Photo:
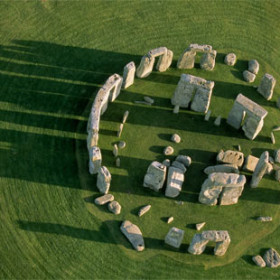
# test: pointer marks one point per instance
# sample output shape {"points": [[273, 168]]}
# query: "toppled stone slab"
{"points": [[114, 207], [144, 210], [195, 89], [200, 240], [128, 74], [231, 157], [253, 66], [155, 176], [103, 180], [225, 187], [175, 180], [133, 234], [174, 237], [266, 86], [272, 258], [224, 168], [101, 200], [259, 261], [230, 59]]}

==

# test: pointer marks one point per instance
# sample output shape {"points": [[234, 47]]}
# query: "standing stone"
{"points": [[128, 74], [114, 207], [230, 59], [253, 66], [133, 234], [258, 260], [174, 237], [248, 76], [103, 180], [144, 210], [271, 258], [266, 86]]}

==

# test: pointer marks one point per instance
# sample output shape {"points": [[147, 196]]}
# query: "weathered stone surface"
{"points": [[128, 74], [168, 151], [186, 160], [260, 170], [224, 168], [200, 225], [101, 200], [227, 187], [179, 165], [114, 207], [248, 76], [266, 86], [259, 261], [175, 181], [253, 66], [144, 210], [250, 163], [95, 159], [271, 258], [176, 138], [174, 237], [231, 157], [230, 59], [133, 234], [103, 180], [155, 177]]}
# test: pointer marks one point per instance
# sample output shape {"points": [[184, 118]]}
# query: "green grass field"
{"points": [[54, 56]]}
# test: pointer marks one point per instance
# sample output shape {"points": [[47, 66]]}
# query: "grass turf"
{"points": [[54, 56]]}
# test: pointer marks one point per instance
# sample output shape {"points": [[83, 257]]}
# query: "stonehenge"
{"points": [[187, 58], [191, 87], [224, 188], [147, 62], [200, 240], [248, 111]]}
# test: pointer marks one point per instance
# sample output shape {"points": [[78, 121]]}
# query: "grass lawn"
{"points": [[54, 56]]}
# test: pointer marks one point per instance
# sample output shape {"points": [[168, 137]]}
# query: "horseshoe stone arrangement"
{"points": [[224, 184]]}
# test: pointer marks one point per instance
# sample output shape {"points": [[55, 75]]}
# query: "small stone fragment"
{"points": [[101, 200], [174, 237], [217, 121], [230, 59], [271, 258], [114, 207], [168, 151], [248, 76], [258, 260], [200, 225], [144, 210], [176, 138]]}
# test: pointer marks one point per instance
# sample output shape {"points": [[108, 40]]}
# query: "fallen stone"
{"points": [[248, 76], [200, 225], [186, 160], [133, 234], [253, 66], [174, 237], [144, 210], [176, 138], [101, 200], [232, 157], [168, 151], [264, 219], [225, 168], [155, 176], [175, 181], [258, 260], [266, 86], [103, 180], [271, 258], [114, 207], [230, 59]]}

### Your assignment
Scan the material line by line and report each one that contains "shape".

### Result
# sample output shape {"points": [[273, 168]]}
# sample output shape {"points": [[234, 47]]}
# sample output shape {"points": [[147, 196]]}
# sample output shape {"points": [[184, 118]]}
# sample output shape {"points": [[47, 66]]}
# sample output shape {"points": [[83, 257]]}
# sample output shape {"points": [[78, 121]]}
# sample output shape {"points": [[168, 137]]}
# sample output shape {"points": [[55, 75]]}
# sample output shape {"points": [[108, 40]]}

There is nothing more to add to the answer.